[begin Excerpted text]
# BBSW Data



## goolo (24 July 2009)

Hi,

I'm trying to keep track of my portfolio against the BBSW 30 day, 60 day, 90 day, 120 day, 180 day etc.  

I was wondering if there's any resources that provides daily rates for the above for free?

NAB Capital website used to provide them for free, however their website's changed and can't access it anymore.  



Thanks.


----------



## alphaman (24 July 2009)

AFMA provides rates daily. 

http://www.afma.com.au/scripts/nc.dll?AFMAV6:STANDARD::pc=L6C1S6

But it's obviously not as good as NAB Capital, which gives you historical rates. I don't know why they pulled it. Such a pity.


----------



## boofhead (28 August 2009)
[end Excerpted text]
(Given task 1): In the BBSW data thread, which website is said to have once provided the daily rates for free?
(Given task 2): Copy the BBSW data thread from "http://www.afma.com.au/scripts/nc.dll?AFMAV6:STANDARD::pc=L6C1S6" to "Such a pity.".
(Given task 3): Continue the forum thread about BBSW data from the point at which it ends.
[begin Dataset]
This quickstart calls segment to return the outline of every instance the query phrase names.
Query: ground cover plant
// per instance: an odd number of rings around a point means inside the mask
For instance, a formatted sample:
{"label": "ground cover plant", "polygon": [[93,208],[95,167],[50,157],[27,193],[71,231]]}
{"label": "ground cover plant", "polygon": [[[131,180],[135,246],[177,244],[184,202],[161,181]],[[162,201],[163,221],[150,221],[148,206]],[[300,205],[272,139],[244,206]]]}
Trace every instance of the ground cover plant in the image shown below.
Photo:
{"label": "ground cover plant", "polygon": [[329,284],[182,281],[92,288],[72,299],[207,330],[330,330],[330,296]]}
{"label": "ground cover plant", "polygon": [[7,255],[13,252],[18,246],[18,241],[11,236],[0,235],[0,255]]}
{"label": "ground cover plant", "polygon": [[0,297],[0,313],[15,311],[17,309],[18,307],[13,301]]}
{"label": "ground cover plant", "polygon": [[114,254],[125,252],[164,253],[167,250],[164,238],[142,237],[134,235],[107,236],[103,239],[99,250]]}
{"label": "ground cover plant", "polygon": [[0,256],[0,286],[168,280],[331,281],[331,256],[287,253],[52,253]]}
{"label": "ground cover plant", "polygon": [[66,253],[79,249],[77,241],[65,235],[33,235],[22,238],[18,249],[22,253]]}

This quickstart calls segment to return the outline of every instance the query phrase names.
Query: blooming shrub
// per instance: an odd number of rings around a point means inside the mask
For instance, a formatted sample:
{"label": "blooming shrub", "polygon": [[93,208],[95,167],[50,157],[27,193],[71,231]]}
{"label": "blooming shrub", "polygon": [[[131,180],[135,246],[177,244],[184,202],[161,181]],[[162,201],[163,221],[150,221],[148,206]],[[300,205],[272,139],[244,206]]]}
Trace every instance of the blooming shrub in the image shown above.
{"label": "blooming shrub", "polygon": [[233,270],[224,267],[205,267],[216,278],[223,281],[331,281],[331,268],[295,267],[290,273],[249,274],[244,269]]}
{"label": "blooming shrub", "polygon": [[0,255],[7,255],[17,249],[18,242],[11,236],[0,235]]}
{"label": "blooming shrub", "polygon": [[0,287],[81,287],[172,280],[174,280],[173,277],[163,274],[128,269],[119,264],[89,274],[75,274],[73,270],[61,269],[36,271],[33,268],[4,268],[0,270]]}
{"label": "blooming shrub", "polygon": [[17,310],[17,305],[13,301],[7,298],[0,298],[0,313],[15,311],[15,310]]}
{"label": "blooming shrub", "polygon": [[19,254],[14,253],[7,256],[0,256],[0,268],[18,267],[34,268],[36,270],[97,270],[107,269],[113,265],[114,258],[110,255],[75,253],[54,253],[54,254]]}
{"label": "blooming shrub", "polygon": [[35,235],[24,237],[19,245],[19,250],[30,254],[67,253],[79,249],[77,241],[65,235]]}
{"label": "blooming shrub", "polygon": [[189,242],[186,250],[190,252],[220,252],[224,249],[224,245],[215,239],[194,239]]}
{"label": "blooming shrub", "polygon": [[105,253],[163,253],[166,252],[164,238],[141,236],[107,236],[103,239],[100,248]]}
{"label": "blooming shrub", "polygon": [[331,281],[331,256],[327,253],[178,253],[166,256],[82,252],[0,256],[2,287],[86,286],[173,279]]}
[end Dataset]
(Output 1): NAB Capital

(Output 2):
http://www.afma.com.au/scripts/nc.dll?AFMAV6:STANDARD::pc=L6C1S6

But it's obviously not as good as NAB Capital, which gives you historical rates. I don't know why they pulled it. Such a pity.

(Output 3):
Any other places? Does CommSec show such information? I'm looking for somewhere that allows me to chart it or provide the data in a suitable format so I can use Excel to chart it.


----------



## peterh (29 August 2009)

boofhead said:


> Any other places? Does CommSec show such information? I'm looking for somewhere that allows me to chart it or provide the data in a suitable format so I can use Excel to chart it.




Try the RBA website. I'm pretty sure I found this info there a while ago.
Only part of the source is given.